== SET PROBLEM A ==
Convert the records below, from their first line through the line containing "27,412 -> 240,701", into a Markdown table with the columns Row and Line, giving each line a row number and skipping blank lines.

== DOCUMENT PASSAGE ==
^^^^^^^^^^^^^^^^

MLOVE Smart City Salon – SmartHome
Apartimentum – living in the future
Author: Jacey Bingler, hamburg.de
Behind an original Wilhelminian style façade in Mittelweg 169 lies the future of living, the Apartimentum. What is currently still a construction site, a yet to be finished building with raw concrete walls, dusty floors and the faint smell of plaster, will quite soon provide space for 37 rental units. What distinguishes them from others, is that each one of them will be able to welcome inhabitants in a very personalised way. With the help of Cisco Systems, Lars Hinrichs wants to make use of the “Internet of things” (in short iot) and build intelligent homes which not only remember their residents’ preferences after they leave the building, but which are able to automatically reproduce personalised settings every time they return.

^^^^^^^^^^^^^^^^

== SET PROBLEM B ==
Copy out the full article above about the Apartimentum smart homes, word for word.

^^^^^^^^^^^^^^^^

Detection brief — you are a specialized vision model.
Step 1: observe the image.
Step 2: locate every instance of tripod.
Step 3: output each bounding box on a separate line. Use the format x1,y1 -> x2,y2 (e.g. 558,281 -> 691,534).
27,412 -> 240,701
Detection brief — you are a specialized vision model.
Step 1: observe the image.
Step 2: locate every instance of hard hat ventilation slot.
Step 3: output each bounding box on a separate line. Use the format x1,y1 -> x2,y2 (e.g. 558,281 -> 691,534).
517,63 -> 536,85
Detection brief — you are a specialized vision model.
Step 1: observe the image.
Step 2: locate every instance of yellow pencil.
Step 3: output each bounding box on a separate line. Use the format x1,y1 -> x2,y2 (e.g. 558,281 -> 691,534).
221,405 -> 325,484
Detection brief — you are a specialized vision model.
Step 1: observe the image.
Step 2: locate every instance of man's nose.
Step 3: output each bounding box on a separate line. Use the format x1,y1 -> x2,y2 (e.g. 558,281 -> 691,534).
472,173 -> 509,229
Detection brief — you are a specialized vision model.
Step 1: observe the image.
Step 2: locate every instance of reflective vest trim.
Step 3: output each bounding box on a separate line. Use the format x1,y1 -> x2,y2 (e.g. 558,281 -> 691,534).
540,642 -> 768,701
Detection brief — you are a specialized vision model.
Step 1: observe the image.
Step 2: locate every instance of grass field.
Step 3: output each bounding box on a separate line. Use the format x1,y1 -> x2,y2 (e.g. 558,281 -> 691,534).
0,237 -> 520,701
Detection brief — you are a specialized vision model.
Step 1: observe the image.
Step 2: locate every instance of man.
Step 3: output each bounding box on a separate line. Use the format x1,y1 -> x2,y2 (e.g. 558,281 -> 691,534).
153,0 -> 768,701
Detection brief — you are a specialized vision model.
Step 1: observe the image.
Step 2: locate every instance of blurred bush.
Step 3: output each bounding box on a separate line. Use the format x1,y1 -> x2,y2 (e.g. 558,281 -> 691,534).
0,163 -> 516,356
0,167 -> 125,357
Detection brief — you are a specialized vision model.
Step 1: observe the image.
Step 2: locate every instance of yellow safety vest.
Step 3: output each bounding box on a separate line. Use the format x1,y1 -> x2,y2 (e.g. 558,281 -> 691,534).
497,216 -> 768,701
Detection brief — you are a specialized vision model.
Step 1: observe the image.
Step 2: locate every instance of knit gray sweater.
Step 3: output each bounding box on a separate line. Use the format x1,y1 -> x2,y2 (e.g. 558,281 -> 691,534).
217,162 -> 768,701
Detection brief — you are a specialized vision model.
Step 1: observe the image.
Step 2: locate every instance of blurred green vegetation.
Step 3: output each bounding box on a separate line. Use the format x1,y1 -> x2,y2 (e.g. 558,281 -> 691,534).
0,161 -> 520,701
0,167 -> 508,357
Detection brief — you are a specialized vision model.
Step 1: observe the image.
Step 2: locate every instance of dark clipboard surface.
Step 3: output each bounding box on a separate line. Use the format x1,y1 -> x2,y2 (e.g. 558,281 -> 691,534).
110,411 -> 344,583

^^^^^^^^^^^^^^^^

== TASK OUTPUT A ==
| Row | Line |
|---|---|
| 1 | Detection brief — you are a specialized vision model. |
| 2 | Step 1: observe the image. |
| 3 | Step 2: locate every instance of tripod. |
| 4 | Step 3: output each bounding box on a separate line. Use the format x1,y1 -> x2,y2 (e.g. 558,281 -> 691,534). |
| 5 | 27,412 -> 240,701 |

== TASK OUTPUT B ==
MLOVE Smart City Salon – SmartHome
Apartimentum – living in the future
Author: Jacey Bingler, hamburg.de
Behind an original Wilhelminian style façade in Mittelweg 169 lies the future of living, the Apartimentum. What is currently still a construction site, a yet to be finished building with raw concrete walls, dusty floors and the faint smell of plaster, will quite soon provide space for 37 rental units. What distinguishes them from others, is that each one of them will be able to welcome inhabitants in a very personalised way. With the help of Cisco Systems, Lars Hinrichs wants to make use of the “Internet of things” (in short iot) and build intelligent homes which not only remember their residents’ preferences after they leave the building, but which are able to automatically reproduce personalised settings every time they return.